● **Text provided**:
Jane Austen’s letters, 1811-1813

Mansfield Park book covers

Mansfield Park book covers - Penguin wins

Early in my blogging career I wrote a post on the letters Jane Austen wrote (well, those remaining anyhow) between 1814 and 1816. This was to coincide with my local Jane Austen group’s reading of Emma. This year we are reading Mansfield Park and so decided to read the letters she wrote during her writing of that novel, which was published in 1814.

These letters are less rich than the later ones in terms of containing specific information about her writing style and process, and they can be somewhat demanding to read as they are full of the names of people met and places visited. Le Faye, who edited the edition I read, provides excellent annotations and indexes to the letters so that you can look up the people and the places, but this can be tedious if you just want to get on with it. However, if you go with the flow, not worrying too much about all this detail, you can in fact glean a lot.

● **Stored records**:
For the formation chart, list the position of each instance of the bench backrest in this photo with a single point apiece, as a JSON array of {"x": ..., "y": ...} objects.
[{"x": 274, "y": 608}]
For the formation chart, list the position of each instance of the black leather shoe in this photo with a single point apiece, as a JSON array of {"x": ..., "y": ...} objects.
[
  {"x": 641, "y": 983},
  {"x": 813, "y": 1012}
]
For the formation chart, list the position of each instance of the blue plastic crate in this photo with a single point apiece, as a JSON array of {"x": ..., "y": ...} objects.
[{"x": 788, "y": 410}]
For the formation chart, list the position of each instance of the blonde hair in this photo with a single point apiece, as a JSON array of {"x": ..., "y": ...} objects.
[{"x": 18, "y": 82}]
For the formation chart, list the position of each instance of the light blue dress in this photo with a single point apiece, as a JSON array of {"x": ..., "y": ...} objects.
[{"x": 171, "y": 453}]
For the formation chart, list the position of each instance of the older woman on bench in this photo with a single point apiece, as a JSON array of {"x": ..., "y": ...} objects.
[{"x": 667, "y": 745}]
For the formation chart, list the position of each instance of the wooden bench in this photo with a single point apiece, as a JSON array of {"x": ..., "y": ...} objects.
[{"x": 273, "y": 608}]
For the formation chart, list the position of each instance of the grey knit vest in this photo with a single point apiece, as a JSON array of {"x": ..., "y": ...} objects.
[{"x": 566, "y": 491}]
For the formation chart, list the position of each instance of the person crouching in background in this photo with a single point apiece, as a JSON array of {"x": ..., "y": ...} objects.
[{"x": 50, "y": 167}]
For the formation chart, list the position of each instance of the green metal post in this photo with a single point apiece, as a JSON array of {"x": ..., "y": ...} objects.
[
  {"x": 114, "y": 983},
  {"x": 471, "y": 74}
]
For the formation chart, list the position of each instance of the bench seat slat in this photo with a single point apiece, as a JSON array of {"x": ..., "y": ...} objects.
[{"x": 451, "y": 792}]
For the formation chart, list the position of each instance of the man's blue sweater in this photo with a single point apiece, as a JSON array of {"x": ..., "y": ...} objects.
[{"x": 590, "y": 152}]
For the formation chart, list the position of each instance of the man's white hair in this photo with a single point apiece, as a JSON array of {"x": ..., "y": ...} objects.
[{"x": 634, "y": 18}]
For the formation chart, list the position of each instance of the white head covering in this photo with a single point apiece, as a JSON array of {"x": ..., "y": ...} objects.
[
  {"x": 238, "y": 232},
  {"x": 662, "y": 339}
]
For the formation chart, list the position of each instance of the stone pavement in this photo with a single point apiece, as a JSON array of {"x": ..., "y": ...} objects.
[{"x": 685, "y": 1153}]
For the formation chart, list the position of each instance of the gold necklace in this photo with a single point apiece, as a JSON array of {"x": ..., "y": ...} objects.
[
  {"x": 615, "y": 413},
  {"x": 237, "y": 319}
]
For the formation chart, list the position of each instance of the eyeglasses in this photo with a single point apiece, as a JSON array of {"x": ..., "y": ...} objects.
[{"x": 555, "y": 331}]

● **Written tasks**:
#1 Based on the post about Jane Austen's letters, decide whether each statement agrees with it. Answer yes or no for each, and quote the deciding words.
(a) The earlier post covered letters written between 1814 and 1816.
(b) Mansfield Park was published in 1813.
(c) The edition edited by Le Faye has no indexes.
#2 List every distinct year that appears in the post about Jane Austen's letters.
#3 Extend the post about Jane Austen's letters, starting after its last sentence.
The listing has no connection to the post about Jane Austen's letters.

● **Solved problems**:
#1
(a) Yes: "between 1814 and 1816"
(b) No: "which was published in 1814"
(c) No: "provides excellent annotations and indexes to the letters"

#2 1811, 1813, 1814, 1816

#3
The most significant thing you learn, besides her biting wit as you will quickly see from the quotes below, is what a keen observer of people she was. This becomes very clear in a letter written from London in 1811, in which she speaks of visiting some museums:

… I had some amusement at each, tho’ my preference for Men & Women always inclines me to attend more to the company than the sight.

The letters are, consequently, full of her observations of people, and it’s easy to tell that they come from the pen of Jane Austen:

They have been all the summer, in Ramsgate, for her health, she is a poor Honey – the sort of woman who gives me the idea of being determined never to be well – & who likes her spasms & nervousness & the consequence they give her, better than anything else.

And I can’t help thinking that this woman provided the model for Miss Bates in Emma:

Miss Milles was queer as usual and provided us with plenty to laugh at. She undertook in three words to give us the history of Mrs Scudamore’s reconciliation, & then talked on about it for half an hour, using such odd expressions & so foolishly minute that I could hardly keep my countenance.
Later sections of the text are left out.